**TAREFAS DO EXERCÍCIO:**
1 – Devolva, sem nenhuma alteração, a parte do trecho sobre o prédio do ICA que vai de "Para assistir às" até "relata uma funcionária.", incluindo essas palavras.
2 – Responda com base no trecho sobre o prédio do ICA:
(a) Em que local continuam as aulas de Jornalismo?
(b) Quantos laboratórios deveria abrigar o bloco do curso de Gastronomia?
(c) A quais dois espaços os estudantes de Gastronomia precisam recorrer para assistir às aulas desses laboratórios?

**TRECHO DA PÁGINA:**
É escandalosa a condição do prédio do Instituto de Cultura e Arte (ICA), no Campus do Pici, que deveria sediar os cursos de Cinema e Audiovisual, Dança, Design – Moda, Filosofia, Gastronomia, Jornalismo, Música, Publicidade e Propaganda e Teatro. As aulas de Jornalismo, entretanto, continuam no Centro de Humanidades II. Isso porque o prédio que abrigaria o curso nunca foi concluído e não há qualquer perspectiva de que a obra seja retomada. As construções foram isoladas, por meio de uma parede, e hoje o local tornou-se um risco à comunidade universitária.
Técnico-administrativos relataram à ADUFC que o espaço passou a ser utilizado por pessoas de fora da universidade. Acrescentaram que, pela ausência de ocupação no local, já ocorreram roubos no prédio do ICA a partir da construção abandonada, o que tem gerado um clima de insegurança. Há, ainda, relatos de fumaça invadindo as salas de aula e os departamentos, causada por fogueiras acesas no prédio desativado.
Também está em situação precária um dos blocos do curso de Gastronomia, que deveria abrigar quatro laboratórios: o de sensorial, o de demonstração (que também funcionaria como auditório), o de análise de alimentos e o de controle sanitário. Estas salas, localizadas em um corredor sem qualquer luminosidade, nunca foram equipadas. Todo o bloco está sem energia elétrica.
Para assistir às aulas que deveriam ser ministradas nestes laboratórios, estudantes de Gastronomia precisam recorrer ao Departamento de Engenharia de Alimentos e à Empresa Brasileira de Pesquisa Agropecuária (Embrapa). Mesmo com a cooperação, a infraestrutura dos dois espaços não contempla, integralmente, as demandas do curso de Gastronomia, que requer equipamentos específicos para que a grade curricular seja cumprida adequadamente. “As aulas acabam ficando limitadas”, relata uma funcionária.

**Dados registrados:**
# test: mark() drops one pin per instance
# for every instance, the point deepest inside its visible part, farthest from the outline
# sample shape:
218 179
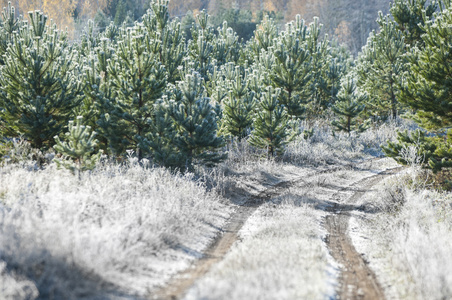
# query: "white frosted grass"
119 231
280 255
328 147
411 244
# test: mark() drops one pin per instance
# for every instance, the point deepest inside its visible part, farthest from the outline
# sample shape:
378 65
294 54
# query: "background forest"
128 140
348 21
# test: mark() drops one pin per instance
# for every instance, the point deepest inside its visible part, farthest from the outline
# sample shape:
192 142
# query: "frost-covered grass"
116 233
280 255
411 238
328 147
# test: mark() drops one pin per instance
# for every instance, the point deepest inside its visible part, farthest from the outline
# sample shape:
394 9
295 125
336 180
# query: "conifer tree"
270 124
319 52
39 87
291 70
348 107
379 67
410 17
201 47
9 23
195 124
264 36
171 50
97 89
77 148
426 90
138 80
226 46
238 106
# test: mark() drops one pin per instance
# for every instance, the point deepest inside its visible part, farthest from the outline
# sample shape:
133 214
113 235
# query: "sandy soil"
336 190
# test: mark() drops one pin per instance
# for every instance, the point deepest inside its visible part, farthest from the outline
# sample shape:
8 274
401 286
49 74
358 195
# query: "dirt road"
356 279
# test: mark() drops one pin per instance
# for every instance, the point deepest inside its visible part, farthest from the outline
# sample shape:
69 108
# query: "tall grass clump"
411 240
118 231
324 146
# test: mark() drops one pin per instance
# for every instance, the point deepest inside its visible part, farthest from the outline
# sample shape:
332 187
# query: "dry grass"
118 231
280 256
411 238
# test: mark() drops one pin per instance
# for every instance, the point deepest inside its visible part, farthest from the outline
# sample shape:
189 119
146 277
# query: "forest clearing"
156 160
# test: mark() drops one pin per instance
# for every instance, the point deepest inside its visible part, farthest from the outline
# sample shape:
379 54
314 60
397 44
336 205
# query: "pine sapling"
78 148
271 125
348 108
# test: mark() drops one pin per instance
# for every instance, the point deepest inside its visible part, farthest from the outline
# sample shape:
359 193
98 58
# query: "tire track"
179 285
356 280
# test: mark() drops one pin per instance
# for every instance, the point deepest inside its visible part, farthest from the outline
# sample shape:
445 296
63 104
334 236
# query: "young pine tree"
348 108
426 90
138 80
270 124
410 17
195 123
379 69
9 23
238 111
291 72
39 87
77 148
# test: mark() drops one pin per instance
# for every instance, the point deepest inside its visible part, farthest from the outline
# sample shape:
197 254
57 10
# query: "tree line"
176 97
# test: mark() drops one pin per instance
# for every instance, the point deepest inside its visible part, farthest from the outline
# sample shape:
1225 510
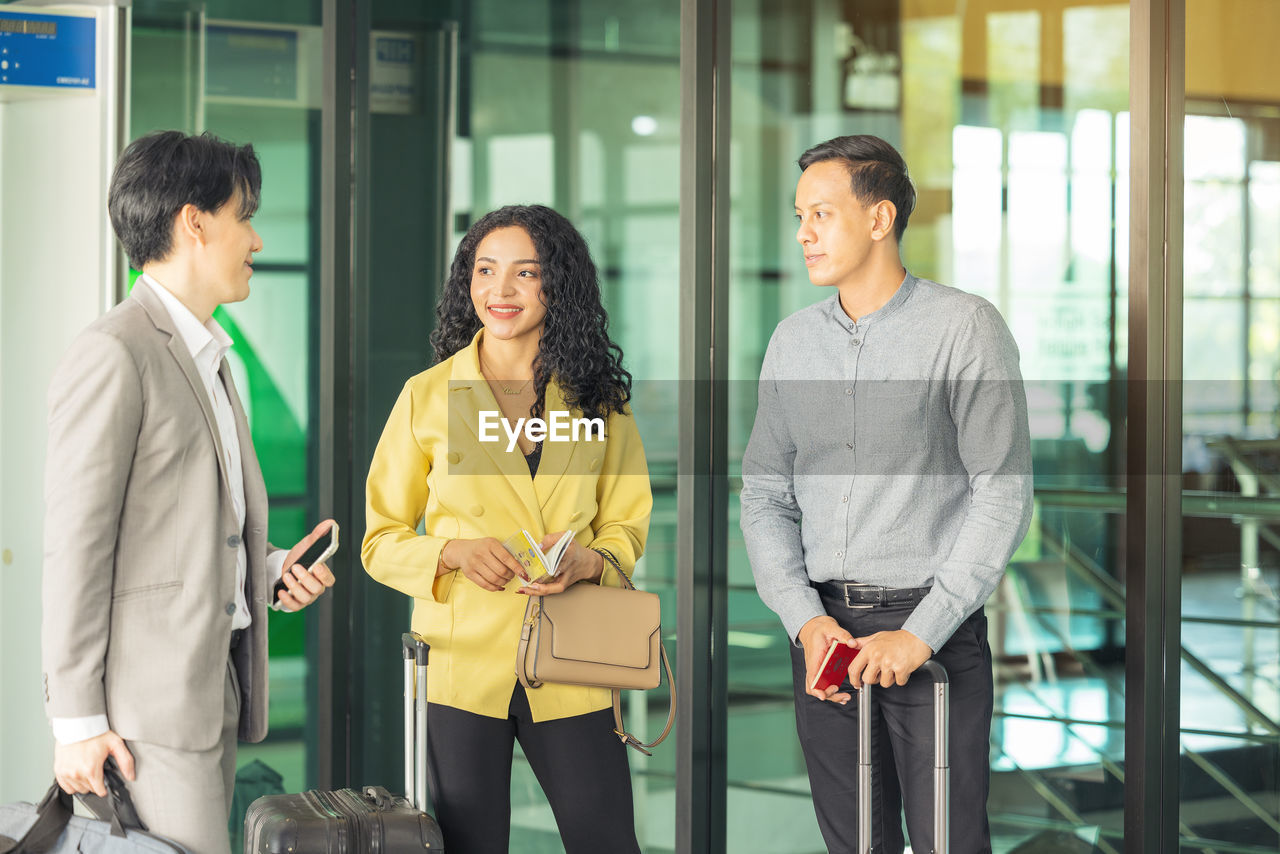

**RESPOSTAS DO EXERCÍCIO:**
1 –
Para assistir às aulas que deveriam ser ministradas nestes laboratórios, estudantes de Gastronomia precisam recorrer ao Departamento de Engenharia de Alimentos e à Empresa Brasileira de Pesquisa Agropecuária (Embrapa). Mesmo com a cooperação, a infraestrutura dos dois espaços não contempla, integralmente, as demandas do curso de Gastronomia, que requer equipamentos específicos para que a grade curricular seja cumprida adequadamente. “As aulas acabam ficando limitadas”, relata uma funcionária.

2 –
(a) No Centro de Humanidades II.
(b) Quatro.
(c) Ao Departamento de Engenharia de Alimentos e à Empresa Brasileira de Pesquisa Agropecuária (Embrapa).